## Task to complete
Every line below must be reproduced exactly; no pictures are to be included.

=== Begin Enclosure ===

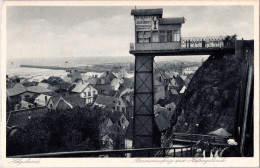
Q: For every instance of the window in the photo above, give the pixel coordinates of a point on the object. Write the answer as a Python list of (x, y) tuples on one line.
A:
[(162, 36), (123, 109), (140, 37), (155, 36), (143, 37), (147, 36), (169, 36), (176, 35)]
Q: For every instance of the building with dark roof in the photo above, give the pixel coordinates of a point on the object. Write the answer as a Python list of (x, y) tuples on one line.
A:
[(104, 101), (21, 118)]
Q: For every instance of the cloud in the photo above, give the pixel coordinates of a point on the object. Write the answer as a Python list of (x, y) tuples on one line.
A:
[(107, 31)]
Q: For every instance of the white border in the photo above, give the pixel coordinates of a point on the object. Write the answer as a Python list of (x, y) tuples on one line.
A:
[(131, 162)]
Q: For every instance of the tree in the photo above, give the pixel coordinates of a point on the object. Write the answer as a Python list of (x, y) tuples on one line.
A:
[(68, 130)]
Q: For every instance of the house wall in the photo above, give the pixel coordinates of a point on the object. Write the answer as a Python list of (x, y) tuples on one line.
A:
[(62, 105), (120, 106), (86, 96), (121, 74), (159, 93), (171, 107), (28, 94)]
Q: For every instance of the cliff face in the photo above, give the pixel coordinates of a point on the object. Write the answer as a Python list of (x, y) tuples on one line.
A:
[(210, 99)]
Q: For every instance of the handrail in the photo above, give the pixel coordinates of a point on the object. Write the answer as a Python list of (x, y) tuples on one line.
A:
[(119, 152)]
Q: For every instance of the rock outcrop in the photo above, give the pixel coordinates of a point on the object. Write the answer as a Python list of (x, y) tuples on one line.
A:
[(209, 102)]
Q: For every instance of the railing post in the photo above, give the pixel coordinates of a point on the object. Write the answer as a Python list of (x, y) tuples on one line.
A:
[(164, 153)]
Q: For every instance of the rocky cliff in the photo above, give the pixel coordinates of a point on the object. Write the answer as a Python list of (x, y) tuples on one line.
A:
[(210, 100)]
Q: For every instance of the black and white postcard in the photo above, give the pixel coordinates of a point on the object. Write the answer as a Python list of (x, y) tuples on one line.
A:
[(130, 84)]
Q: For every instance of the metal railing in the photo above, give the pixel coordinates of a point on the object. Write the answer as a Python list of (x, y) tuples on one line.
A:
[(206, 42), (144, 152), (184, 137)]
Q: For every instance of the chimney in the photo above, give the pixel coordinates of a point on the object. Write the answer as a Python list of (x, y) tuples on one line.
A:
[(45, 100)]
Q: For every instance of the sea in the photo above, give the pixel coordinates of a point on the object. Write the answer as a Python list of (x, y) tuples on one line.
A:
[(14, 69)]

=== End Enclosure ===

## Response box
Q: For every instance of the window in the photo above, give the pixel coordinates of a point on the object. Write the answer as a Python list of (x, y) tuples on one line.
A:
[(162, 36), (123, 109), (140, 37), (155, 36), (143, 37), (147, 36), (169, 36), (176, 35)]
Q: For every instance of the building with dark roof in the photo above, give the pixel coordinates of a point on the object. Write the answer as a Python list of (x, y) tuples on one line.
A:
[(104, 101), (21, 118)]
Q: For every instance of the cloud in the photo above, give the pixel coordinates of a point on the object. Write the answer as a Python list of (x, y) tuples on one line.
A:
[(107, 31)]
Q: For every instance of the white border in the photo above, give the pixel coordinates of a point on the object. Write the answer as a Python list of (x, y) tuples on one line.
A:
[(131, 162)]
Q: For every instance of the tree in the photo above, give the pixel coordinates of a point on the object. Write the answer as a Python list of (x, y) tuples on one line.
A:
[(68, 130)]
Q: For every instance of the house wall in the photo above, give the pixel coordinates of a point on the object. Write the answer as a Python list of (x, y) tuples on one line.
A:
[(62, 105), (120, 106), (86, 96), (121, 74), (159, 93), (171, 107), (28, 94)]
Q: For every instance of the cliff face in the photo above, give the pixel coordinates of a point on the object. Write the answer as a Python list of (x, y) tuples on one line.
A:
[(210, 99)]
Q: For every instance of the handrail in the photo above, give the pixel coordinates of a point on the object. Write the answer as a Python list of (x, y) tuples on one line.
A:
[(119, 152)]
Q: For every instance of the rock outcrop in the photo above, give the pixel coordinates of a point on the object. Write the answer as a Python list of (x, y) tuples on one line.
A:
[(209, 102)]
Q: For every instance of the railing post in the photo above, give the pixel coordinates of a point on the object. Write the answer as a Python list of (x, y) tuples on one line.
A:
[(164, 153)]
Q: For every instance of the rocky cliff in the photo above, give the pixel coordinates of a point on the object. Write the answer as a Python list of (x, y) tuples on one line.
A:
[(210, 100)]
Q: For every instance of the black and white postcard in the photo above, give the pixel coordinates of a point on the object. Write the answer as a Python list of (x, y) tuples on one line.
A:
[(130, 84)]
Q: For every instance of the metal railing in the photo above, give the pixel coordinates of a point on the object. Write the answer as a Python list of (x, y) tuples on one line.
A:
[(206, 42), (144, 152), (184, 137)]
Q: For every instance of the chimney in the photo above, give the pixel coordinates of a point on the object. Write the answer as a Python list of (x, y) tuples on one line.
A:
[(45, 100)]
Q: For every instance of the sea in the photo above, give the pixel coordinates of a point on the object. Write the answer as a Python list of (x, y) tuples on one line.
A:
[(14, 69)]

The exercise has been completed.